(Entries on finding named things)

──────────

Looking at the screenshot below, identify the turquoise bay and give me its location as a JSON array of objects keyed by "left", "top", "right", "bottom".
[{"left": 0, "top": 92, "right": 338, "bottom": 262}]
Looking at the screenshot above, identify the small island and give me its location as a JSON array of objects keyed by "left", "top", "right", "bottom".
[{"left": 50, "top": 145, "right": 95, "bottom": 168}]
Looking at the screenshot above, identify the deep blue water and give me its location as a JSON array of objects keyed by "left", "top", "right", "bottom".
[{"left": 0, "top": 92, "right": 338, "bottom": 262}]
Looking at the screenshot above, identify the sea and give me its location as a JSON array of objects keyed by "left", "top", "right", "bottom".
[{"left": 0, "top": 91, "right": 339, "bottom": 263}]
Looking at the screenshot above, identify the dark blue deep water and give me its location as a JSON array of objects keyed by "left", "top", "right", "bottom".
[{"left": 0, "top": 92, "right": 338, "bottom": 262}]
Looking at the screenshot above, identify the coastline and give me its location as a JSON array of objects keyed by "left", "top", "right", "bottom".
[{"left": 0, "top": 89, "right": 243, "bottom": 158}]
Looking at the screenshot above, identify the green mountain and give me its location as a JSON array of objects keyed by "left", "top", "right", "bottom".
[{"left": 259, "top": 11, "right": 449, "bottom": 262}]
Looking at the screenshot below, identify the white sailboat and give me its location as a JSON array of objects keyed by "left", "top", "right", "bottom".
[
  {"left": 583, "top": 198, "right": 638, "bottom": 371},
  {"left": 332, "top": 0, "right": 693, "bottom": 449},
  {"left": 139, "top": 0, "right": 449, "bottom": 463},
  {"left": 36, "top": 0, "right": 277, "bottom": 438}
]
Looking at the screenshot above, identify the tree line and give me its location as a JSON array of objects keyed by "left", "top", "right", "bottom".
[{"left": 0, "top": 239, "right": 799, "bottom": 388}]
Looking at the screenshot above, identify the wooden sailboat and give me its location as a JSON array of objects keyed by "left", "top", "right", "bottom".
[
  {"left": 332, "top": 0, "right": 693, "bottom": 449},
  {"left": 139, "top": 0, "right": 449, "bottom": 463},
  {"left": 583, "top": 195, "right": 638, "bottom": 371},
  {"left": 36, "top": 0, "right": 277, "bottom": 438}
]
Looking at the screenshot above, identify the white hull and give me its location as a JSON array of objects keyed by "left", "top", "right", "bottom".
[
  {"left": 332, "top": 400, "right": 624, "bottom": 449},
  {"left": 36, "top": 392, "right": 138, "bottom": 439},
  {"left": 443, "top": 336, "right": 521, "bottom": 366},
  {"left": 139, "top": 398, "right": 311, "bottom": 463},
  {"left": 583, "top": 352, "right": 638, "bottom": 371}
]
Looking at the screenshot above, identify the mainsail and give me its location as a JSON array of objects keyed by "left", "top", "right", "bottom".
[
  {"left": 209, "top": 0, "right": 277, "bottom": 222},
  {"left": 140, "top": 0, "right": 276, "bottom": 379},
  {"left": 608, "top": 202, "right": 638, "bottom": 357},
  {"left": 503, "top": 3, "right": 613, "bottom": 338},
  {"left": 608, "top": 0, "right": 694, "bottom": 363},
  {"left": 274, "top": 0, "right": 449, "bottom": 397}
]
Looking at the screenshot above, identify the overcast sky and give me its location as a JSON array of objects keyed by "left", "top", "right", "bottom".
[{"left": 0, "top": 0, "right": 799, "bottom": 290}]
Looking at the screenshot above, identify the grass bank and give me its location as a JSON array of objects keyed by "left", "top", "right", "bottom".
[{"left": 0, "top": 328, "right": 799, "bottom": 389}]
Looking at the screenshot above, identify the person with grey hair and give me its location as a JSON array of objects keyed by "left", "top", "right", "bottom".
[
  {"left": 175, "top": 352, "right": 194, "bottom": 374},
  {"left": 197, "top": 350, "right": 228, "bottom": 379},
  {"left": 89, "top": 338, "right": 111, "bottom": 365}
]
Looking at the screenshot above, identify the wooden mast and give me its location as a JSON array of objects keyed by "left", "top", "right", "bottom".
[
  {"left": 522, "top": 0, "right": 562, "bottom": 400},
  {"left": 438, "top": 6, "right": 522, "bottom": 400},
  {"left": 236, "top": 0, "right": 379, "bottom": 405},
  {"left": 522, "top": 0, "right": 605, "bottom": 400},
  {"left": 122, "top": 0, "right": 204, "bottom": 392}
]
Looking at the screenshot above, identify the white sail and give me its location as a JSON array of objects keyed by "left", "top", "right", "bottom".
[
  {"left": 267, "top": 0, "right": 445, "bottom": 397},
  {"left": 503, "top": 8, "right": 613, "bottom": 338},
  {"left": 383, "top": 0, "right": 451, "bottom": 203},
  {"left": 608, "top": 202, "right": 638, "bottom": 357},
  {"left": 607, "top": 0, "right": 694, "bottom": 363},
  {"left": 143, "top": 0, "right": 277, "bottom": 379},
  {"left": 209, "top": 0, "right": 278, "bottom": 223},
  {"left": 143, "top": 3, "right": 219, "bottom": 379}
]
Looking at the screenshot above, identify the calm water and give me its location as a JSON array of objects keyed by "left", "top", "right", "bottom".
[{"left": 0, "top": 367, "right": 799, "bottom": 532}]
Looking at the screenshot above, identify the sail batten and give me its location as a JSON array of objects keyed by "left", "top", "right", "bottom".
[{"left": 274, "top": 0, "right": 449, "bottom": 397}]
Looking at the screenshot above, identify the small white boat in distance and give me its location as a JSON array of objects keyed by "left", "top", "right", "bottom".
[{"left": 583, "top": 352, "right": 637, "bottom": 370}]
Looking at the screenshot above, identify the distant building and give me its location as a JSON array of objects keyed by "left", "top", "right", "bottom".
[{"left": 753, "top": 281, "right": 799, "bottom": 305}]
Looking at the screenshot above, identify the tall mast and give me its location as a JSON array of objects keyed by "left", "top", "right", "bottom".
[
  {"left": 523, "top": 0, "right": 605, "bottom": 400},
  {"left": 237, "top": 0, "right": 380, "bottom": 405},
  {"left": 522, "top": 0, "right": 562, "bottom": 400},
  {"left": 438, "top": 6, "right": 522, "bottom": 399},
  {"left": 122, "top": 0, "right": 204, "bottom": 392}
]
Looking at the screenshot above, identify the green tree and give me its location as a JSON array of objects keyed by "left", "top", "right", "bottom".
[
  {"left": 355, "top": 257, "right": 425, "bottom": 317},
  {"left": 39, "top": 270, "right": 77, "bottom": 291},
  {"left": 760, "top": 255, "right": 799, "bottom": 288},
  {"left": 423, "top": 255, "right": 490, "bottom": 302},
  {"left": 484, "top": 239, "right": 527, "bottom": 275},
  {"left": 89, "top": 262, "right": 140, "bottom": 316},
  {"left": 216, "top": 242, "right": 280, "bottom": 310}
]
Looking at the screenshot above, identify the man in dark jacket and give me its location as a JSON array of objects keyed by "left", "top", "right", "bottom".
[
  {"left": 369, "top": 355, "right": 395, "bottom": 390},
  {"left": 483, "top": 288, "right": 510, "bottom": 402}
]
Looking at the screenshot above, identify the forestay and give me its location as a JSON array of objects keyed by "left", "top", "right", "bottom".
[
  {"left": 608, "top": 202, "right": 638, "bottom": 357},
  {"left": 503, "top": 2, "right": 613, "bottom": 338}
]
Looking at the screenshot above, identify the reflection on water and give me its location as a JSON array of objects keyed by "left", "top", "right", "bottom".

──────────

- **GIVEN INSTRUCTION**
From the rows above, pick out and copy every line that contains the string "wooden". Treat case as significant.

- **SOLUTION FOR THIS EXERCISE**
Looking at the screenshot above, identify the wooden sailboat and give me its location as a JSON array of objects keyed by "left", "top", "right", "bottom".
Looking at the screenshot above, identify the wooden mast and give me its location as a JSON array of objects keyed by "left", "top", "right", "bottom".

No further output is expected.